25 septembre 2013, 8:27

SATYRICON : Frost


 
Cinq ans après son précédent "The Age Of Nero", le mythique duo Satyr/Frost sort son dernier effort, un album éponyme après plus de vingt ans de carrière. "Satyricon" est résolument différent de ses prédécesseurs, et sans parler des éternelles polémiques que ce genre d'albums suscitent et continueront de susciter, force est de constater que le groupe s'affiche comme une entité à part entière, dont les évolutions suivent le court d'un long voyage musical dont les péripéties n'ont pas fini de fasciner. C'est donc avec Frost que je me suis entretenue à ce sujet, personnage à la fois bavard et réservé mais toujours aussi intéressant, quelques jours avant la sortie de "Satyricon".
 
 
Cela fait cinq ans qu'est sorti « The Age of Nero ». Alors que fait-on en 5 ans, notamment avec un temps de «pause » pour le groupe ?
Frost :  Les deux premières années sur les cinq ont été prises par les tournées pour promouvoir « The Age Of Nero » et nous n'avions jamais autant tourné que cela avec nos précédents albums. Et durant ce cycle de tournées, nous n'avons pas eu l'opportunité ni les moyens de nous concentrer sur quoi que ce soit d'autre que la tournée. On ne pouvait pas écrire ou composer, on avait besoin de plus de temps et d'espace pour cela. Après cela, nous avons senti que le groupe avait vraiment besoin d'une pause afin de pouvoir créer une distance par rapport à « The Age Of Nero », un long processus d'écriture, un long processus d'enregistrement et une tournée vraiment extensive. Et si nous avions recommencé à écrire juste après la fin de la tournée pour « The Age Of Nero » cela aurait été complètement différent. On n'aurait pas pu se détacher de tout ce qui s'était passé, de tous nos ressentis sur « The Age Of Nero ». Nous avons sentis qu'il serait mieux de faire une petite pause, pour que l'inspiration et la motivation reviennent pour y revenir naturellement et partir sur quelque chose qui serait vraiment différent de « The Age Of Nero » et de tout ce que nous avions fait auparavant. Ce qui est effectivement arrivé. On a donc fait cette pause d'un an suivie d'une période de près de deux ans où nous allions dans un local de répétition pour jammer, écrire des morceaux et répéter cela jusqu'au moment où nous pourrions enregistrer et mixer. Et même cela nous a pris presque une demie année environ. Le temps passe vite mais je pense que c'était ce qu'il fallait pour prendre une pause, c'est du temps judicieusement utilisé ; le reste de ces cinq ans n'ont été que du véritable travail et nous y voilà !

DONNÉES ENREGISTRÉES
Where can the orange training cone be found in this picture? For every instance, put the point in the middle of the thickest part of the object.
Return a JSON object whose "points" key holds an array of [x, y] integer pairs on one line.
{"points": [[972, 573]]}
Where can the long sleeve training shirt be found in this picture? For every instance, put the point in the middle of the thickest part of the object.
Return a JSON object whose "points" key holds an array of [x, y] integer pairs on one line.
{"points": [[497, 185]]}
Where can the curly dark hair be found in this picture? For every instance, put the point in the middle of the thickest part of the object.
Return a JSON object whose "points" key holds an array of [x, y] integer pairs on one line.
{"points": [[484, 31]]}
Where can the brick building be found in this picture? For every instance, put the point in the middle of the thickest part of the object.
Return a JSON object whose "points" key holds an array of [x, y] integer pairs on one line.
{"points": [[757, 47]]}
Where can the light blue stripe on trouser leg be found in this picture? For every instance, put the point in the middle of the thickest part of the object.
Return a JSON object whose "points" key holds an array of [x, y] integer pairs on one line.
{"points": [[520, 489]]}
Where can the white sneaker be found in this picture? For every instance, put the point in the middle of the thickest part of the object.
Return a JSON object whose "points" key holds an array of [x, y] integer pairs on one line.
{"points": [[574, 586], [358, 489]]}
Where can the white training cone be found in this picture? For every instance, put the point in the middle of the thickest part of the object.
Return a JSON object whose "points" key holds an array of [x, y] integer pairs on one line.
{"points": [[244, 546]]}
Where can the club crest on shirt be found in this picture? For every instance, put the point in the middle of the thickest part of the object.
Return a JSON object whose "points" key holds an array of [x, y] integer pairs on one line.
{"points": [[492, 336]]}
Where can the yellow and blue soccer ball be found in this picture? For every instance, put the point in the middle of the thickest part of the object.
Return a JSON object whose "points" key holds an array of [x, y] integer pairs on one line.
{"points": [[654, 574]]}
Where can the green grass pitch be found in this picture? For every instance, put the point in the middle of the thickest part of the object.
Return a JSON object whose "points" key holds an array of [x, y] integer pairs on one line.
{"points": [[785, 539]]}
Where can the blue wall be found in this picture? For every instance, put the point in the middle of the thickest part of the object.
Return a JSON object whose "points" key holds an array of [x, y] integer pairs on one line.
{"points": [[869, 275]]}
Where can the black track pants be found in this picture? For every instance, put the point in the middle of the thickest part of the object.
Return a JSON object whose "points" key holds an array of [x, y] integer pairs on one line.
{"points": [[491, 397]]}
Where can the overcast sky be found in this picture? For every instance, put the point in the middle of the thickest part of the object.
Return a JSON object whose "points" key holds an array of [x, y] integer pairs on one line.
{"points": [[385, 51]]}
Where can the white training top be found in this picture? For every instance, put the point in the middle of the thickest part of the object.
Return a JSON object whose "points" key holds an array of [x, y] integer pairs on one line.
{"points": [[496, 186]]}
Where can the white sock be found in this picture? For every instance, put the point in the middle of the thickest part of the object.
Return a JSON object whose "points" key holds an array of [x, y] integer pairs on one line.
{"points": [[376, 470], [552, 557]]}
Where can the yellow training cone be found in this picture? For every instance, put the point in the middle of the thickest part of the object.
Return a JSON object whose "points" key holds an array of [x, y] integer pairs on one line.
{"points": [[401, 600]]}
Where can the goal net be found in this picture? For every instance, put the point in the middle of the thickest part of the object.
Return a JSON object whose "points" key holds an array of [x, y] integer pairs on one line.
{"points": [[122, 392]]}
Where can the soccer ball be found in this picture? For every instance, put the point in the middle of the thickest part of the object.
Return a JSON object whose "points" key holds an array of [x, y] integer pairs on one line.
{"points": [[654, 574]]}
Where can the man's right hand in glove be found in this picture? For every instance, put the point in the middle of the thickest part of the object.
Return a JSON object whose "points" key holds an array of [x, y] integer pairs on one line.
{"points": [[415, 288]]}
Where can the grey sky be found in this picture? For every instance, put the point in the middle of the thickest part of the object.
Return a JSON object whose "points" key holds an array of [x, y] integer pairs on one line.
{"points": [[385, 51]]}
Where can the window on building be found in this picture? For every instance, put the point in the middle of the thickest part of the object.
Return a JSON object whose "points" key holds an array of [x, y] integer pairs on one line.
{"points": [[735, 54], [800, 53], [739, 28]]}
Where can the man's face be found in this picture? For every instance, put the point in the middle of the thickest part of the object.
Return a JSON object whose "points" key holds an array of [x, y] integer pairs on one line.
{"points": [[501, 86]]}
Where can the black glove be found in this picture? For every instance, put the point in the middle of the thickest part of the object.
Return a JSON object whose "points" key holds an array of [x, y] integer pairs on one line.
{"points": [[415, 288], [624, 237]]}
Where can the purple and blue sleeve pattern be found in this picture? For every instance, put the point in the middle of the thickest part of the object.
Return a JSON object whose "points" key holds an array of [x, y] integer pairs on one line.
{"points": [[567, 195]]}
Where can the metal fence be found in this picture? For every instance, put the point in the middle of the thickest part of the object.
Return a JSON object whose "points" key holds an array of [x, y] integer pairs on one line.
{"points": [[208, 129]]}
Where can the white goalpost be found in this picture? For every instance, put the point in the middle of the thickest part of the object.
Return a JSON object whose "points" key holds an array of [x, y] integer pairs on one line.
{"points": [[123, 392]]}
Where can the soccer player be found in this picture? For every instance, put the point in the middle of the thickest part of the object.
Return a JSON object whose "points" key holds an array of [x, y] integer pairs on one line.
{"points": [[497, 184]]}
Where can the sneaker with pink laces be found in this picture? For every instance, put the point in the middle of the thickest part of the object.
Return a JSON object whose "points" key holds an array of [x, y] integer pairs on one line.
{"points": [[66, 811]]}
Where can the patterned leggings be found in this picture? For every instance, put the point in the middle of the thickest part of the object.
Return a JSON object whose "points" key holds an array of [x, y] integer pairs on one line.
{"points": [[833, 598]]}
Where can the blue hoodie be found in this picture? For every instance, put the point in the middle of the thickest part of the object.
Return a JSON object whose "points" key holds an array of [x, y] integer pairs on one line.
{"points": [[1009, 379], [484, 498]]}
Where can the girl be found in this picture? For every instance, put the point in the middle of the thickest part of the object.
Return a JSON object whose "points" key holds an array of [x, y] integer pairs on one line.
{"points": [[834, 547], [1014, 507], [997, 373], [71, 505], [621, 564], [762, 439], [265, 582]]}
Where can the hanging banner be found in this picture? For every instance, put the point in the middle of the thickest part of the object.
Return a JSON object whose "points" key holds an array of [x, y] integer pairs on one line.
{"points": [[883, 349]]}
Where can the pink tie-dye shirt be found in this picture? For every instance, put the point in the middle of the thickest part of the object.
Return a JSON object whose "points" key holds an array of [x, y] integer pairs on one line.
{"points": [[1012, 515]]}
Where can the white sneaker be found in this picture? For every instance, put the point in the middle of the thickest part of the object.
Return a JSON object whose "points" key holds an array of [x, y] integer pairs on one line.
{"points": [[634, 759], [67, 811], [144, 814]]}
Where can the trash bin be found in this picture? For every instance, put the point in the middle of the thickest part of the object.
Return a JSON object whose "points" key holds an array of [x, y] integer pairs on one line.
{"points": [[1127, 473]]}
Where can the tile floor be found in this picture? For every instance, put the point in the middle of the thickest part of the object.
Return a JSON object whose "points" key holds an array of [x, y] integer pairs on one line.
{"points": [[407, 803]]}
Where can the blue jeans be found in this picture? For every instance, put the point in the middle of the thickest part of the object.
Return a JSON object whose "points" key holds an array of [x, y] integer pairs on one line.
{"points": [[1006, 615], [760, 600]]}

CONSIGNE A
Indiquez si chacune des affirmations suivantes s'accorde avec l'entretien avec Frost, en répondant par oui ou par non et en citant les mots du texte qui tranchent. (i) Les deux premières années ont servi aux tournées de promotion de « The Age Of Nero ». (ii) Le groupe a composé de nouveaux morceaux pendant sa tournée. (iii) La pause du groupe a duré deux ans.
CONSIGNE B
Dans l'entretien avec Frost, la pause devait permettre au groupe de créer une distance par rapport à « The Age Of Nero ». Relevez les trois choses qu'il cite juste après ce titre pour décrire ce que cet album a représenté.
CONSIGNE C
Poursuivez l'entretien avec Frost après sa réponse sur les cinq années écoulées depuis « The Age Of Nero ».

CORRIGÉ A
(i) Oui : « Les deux premières années sur les cinq ont été prises par les tournées pour promouvoir « The Age Of Nero » ».
(ii) Non : « On ne pouvait pas écrire ou composer ».
(iii) Non : « On a donc fait cette pause d'un an ».

CORRIGÉ B
un long processus d'écriture ; un long processus d'enregistrement ; une tournée vraiment extensive

CORRIGÉ C
 
On peut lire que Satyr trouve que cet album représente complètement ce que SATYRICON est aujourd'hui. Est-ce que tu es d'accord avec cela ?
Je suis complètement d'accord. Je pense que ce nouvel album a un très bon titre car il résume tout ce qu'est SATYRICON  Pour moi cet album est comme un voyage dans un univers musical que nous appelons SATYRICON. C'est notre univers. J'ai l'impression que tout y est et que rien n'a été laissé en dehors, que c'est une bonne présentation de notre groupe. Il y a l'intensité,  ce côté sombre et rigoureux, ce sens d'un danger imminent mais aussi des parties plus épiques ainsi que des parties plus calmes. Notamment ces dernière années, nous n'avons pas su comment les révéler d'une manière aussi convaincante et je pense que cela peut être mis en relation avec le fait que nous avons su cette fois-ci apporter une dynamique chez SATYRICON avec cet album. Ça peut s'apparenter à un virage musical puissant et c'est comme si nous apportions la pièce manquante à un puzzle. Par rapport à la dynamique incorporée dans notre musique, cette base manquante est enfin là. On a pu créer les choses exactement de la manière dont nous les voulions sans avoir besoin de quoi que ce soit d'autre. Et c'était un risque énorme pour nous et une manière vraiment dure pour nous de maîtriser les choses et donner de la valeur à tout ce temps passé. Il nous a fallu du respect mutuel et un dur travail pour y arriver et nous permettre d'aller de l'avant.

Jusqu'à quel point on peut dire que Satyr et toi (Frost) êtes connectés, après 20 ans de collaboration artistique, tout de même ?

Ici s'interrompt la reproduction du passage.